## Given text
The days spent in Houghton/Hancock were jam packed with exciting activities. The first day, after setting up our trailer in my aunt’s yard, we headed up to Ed’s cabin on Lake Superior for grilled steaks and a hike overlooking the lake. The next day, Ed, Susan, and I went mountain biking in the morning. Getting back on a trail after such a long time was a little intimidating at first, but I eventually found my groove. As we got back from biking, we noticed a swarm of bee’s leaving one of their hives. After tracking down their landing spot, Ed got out the chainsaw and cut a few small trees down to get to the swarm and move it into a new hive box. That night, we went on a hike up Mount Baldy and picked a few handfuls of wild blueberries before dinner at the picturesque, lakeside Fitzgerald’s Hotel & Restaurant. I couldn’t have asked for a better end to our already wonderful vacation.

So many bees!

Monday, it was back to work. Hancock had a nice local coffee shop, Cyberia, where we camped out in their loft during the day. Tuesday was our last full day in the UP and we spent that night in Houghton with Susan and Ed. We had a great time during our short visit and are glad we’ll have another opportunity to see more of the area when we return to backpack in Isle Royale.

Wednesday afternoon, Liz and I packed up and drove to Duluth, MN. Our campground was situated on top of a ski resort, and, while it was closed for the summer, we rode an alpine coaster they built down the hillside.

Duluth Harbor

Early Saturday morning, we headed north to Voyageurs National Park. Our primary source of Nation Park research comes from “Your Guide to the National Parks” by Michael Joseph Oswald. For the most part it’s an excellent resource, with maps, recommended hikes, activities, and campground information. The book also offers “best and worst of” lists that offer guidance on the best parks for backpacking, beaches, biking, ect. One list, titled “Do Not Detour For”, should be revised though. The parks that make the cut (or don’t really) include Hot Springs, Biscayne, Cuyahoga Valley (sorry Ohio), Saguaro, Channel Islands, Lassen Volcanic, and, yes, Voyageurs.  While I can see an argument for Cuyahoga Valley and certainly Biscayne – I don’t for Voyageurs. Liz and I had a great time!

This view is worth detouring for

Saturday morning, we picked up a canoe from a local rustic resort and paddled 5 miles across the lake to Kabetogama Peninsula. From there, we backpacked back about a mile and setup our tent at another, smaller, lake on the peninsula. While canoeing we only saw a small handful of other boaters and, on the peninsula, we were only accompanied by wildlife – including a fawn and doe that wandering by our tent a few times. I’d highly recommend the park for anyone looking for nature and solitude. My only advice would be to come prepared for bugs while not on the lake – lots and lots of bugs. We were able to keep them at bay with a campfire we kept going throughout the day though.

## Record list
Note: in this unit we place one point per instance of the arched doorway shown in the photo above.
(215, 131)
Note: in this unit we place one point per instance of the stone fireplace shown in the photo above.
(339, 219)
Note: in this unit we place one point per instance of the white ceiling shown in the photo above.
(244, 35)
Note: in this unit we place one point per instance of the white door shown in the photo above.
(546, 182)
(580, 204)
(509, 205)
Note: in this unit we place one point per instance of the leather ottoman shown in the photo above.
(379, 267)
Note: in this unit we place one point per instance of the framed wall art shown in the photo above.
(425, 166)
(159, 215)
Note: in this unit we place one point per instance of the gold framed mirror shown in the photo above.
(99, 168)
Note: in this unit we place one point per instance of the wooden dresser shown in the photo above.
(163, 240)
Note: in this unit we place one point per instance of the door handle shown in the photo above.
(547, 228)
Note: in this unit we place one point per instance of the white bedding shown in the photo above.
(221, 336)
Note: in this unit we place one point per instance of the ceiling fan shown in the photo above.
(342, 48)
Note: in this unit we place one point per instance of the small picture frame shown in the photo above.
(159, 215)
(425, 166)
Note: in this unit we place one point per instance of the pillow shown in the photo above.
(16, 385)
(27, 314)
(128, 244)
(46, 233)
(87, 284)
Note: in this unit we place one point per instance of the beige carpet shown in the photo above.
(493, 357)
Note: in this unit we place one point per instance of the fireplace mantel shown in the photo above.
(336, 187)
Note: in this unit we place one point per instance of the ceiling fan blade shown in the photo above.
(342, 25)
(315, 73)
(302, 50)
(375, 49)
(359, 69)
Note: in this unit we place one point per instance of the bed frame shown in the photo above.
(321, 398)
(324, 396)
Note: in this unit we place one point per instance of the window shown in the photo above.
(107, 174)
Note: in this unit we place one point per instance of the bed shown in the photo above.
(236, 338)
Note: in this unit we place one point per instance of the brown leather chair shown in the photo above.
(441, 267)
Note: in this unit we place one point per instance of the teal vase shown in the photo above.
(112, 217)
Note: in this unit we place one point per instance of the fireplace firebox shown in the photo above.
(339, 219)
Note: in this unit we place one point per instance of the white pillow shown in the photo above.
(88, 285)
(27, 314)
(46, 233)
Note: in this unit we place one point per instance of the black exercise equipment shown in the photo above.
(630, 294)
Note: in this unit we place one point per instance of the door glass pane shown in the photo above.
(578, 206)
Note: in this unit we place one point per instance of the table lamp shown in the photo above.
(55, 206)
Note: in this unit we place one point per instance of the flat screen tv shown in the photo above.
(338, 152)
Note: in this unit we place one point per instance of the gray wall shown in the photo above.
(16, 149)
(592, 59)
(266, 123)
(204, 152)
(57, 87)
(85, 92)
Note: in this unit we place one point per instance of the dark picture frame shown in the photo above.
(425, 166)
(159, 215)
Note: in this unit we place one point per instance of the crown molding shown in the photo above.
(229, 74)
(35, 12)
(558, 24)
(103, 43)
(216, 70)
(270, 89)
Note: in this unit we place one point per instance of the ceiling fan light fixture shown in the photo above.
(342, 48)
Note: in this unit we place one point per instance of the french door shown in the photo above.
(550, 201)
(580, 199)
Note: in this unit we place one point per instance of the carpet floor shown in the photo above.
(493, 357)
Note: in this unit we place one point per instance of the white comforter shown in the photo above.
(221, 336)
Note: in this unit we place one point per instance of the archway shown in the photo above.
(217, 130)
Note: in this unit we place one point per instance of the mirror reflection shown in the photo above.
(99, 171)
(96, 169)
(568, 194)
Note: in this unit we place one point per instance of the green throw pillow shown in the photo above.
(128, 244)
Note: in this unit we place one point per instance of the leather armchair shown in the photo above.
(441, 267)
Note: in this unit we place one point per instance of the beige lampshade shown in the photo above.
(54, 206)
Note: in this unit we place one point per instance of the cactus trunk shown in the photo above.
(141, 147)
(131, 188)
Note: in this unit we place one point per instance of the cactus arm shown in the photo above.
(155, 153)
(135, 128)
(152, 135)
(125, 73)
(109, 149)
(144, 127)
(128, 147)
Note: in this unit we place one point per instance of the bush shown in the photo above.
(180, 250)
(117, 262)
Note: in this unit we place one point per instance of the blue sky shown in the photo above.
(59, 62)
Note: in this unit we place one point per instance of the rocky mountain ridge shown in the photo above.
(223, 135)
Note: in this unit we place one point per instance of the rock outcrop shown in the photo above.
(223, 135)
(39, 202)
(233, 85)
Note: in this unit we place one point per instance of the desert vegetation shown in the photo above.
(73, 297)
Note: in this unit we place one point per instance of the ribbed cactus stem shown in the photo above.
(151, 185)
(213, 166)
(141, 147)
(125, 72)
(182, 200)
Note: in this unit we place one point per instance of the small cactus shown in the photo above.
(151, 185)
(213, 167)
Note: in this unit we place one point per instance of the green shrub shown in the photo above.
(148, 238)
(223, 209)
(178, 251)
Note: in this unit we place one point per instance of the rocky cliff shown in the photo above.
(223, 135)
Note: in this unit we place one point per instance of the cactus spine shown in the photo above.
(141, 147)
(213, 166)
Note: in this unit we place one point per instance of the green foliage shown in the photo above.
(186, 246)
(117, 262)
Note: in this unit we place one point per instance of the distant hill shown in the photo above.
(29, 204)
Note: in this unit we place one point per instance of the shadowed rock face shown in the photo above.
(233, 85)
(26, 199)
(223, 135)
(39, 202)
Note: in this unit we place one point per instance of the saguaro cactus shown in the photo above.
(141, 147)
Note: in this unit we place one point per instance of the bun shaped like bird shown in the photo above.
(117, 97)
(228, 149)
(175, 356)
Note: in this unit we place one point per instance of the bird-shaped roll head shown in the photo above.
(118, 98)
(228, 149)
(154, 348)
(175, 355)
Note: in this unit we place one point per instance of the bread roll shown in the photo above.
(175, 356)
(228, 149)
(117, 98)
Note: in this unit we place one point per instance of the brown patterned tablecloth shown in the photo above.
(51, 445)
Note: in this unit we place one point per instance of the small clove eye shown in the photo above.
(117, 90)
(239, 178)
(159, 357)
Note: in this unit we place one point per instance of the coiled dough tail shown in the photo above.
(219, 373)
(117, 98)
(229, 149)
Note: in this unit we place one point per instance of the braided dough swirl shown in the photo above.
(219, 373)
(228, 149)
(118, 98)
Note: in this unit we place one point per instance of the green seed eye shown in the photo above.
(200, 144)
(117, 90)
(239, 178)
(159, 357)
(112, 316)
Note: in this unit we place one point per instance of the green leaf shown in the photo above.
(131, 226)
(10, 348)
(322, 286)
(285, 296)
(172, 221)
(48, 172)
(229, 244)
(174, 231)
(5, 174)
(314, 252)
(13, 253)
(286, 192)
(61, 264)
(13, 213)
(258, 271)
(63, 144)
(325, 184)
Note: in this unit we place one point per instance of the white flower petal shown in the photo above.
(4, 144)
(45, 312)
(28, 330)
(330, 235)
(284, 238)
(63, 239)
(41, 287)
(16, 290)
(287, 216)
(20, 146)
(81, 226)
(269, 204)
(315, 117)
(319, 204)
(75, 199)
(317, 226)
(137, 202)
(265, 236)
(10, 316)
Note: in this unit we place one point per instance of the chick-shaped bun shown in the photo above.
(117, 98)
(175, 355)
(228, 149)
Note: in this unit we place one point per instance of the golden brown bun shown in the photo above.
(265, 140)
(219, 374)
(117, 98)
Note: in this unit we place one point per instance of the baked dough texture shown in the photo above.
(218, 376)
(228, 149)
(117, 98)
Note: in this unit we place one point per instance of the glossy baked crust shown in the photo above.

## What you will do
[1] Using the travel account, state whether each statement agrees with it. Answer yes or no for each, quoting the exact words of the account that decide it.
(a) Ed used a chainsaw to cut down small trees so he could reach the bee swarm.
(b) Liz and the writer drove to Duluth on Tuesday afternoon.
(c) The canoe trip across the lake to Kabetogama Peninsula covered 5 miles.
[2] Rewrite the paragraph of the travel account that begins "Saturday morning, we picked up a canoe" as a bulleted list that keeps its main facts.
[3] Carry on with the travel account, starting after its final sentence.

## Responses in order
[1]
(a) Yes: "Ed got out the chainsaw and cut a few small trees down to get to the swarm and move it into a new hive box."
(b) No: "Wednesday afternoon, Liz and I packed up and drove to Duluth, MN."
(c) Yes: "we picked up a canoe from a local rustic resort and paddled 5 miles across the lake to Kabetogama Peninsula."

[2]
- The canoe came from a local rustic resort, and they paddled 5 miles across the lake to Kabetogama Peninsula.
- They backpacked about a mile and set up their tent at another, smaller lake on the peninsula.
- They saw only a few other boaters, and on the peninsula their only company was wildlife, including a fawn and a doe that passed their tent several times.
- The writer highly recommends the park for anyone seeking nature and solitude.
- Visitors should come prepared for the many bugs away from the lake; a campfire kept going all day held them off.

[3]
Sunday morning, we paddled back to the parks visitor center, ready for the next leg of our journey – the first state I hadn’t been to before our trip – North Dakota.

Utah To Ohio

Moab, the self-proclaimed mountain biking mecca, located in the Utah desert, is not a hotbed of wireless hotspots. The small desert town that hosts hundreds of thousands of tourists every year may be known for its outdoor recreation but finding a decent place to put in an eight-hour work day proved to be its greatest challenge. For starters, the town is distinctly deficient of a Starbucks – our go-to office on the go. Instead we resorted to hoping between laundry mat, crowded local coffee shops, and the campground provided Wi-Fi, which, while quick enough to work for, had a nasty habit of disconnecting every 8 minutes, leaving us to reconnect to the company VPN. While connecting to the VPN is generally trivial – doing so every few minutes quickly becomes cumbersome.

Looking for wifi

Besides seeking out the town’s Wi-Fi options, we visited the Moab Brewing Company and one of the two local national parks – Arches. Arches is home to the iconic Delicate Arch along with over 2000 other natural stone arches. Unfortunately, most of the parks roadways were under construction, so we were limited to the parks front half. Still, I think I was able to get a good sense for the whole park with the small handful of short hikes we did after work.

Delicate Arch

We will most likely make it back to Moab again during our trip to hit up Canyonlands National Park. We just felt as though there simply wasn’t enough time to do the park justice since we were on a mission to get back to Ohio by Memorial Day. Hopefully they’ll build a Starbucks in the meantime.

Driving through the Utah desert

After spending the work-week in Moab, we headed toward Golden, Colorado – home of Coors Light – to visit my college roommate Mark “Wildcard” Ferris. On the way, we had to cross the Rocky Mountains just after a late-May snowstorm had shut down much of I-70 the day before. Seeing Veil covered in snow while the lodges and slopes remained empty (closed for the season) made me want to stay and find a way to ski the mountains alone. But we drove on. While in Golden for the weekend, we made time for a jazz festival, a board game parlor with more old college friends, and a snow-covered hike at Golden Gate Canyon State Park.

Blizzard in the Rockies

Our next planned stop was nearly a thousand miles away, in Des Moines, Iowa to visit Liz’s brother Matt. On the way, we slept in Walmart parking lots on both sides of Nebraska – working in the morning and driving in the evenings. In Des Moines, Matt treated us to the local cuisine – some of the best on our trip up to this point. We also got a tour of the Dimond bike shop where he works as the head engineer designing and manufacturing high-end bicycles.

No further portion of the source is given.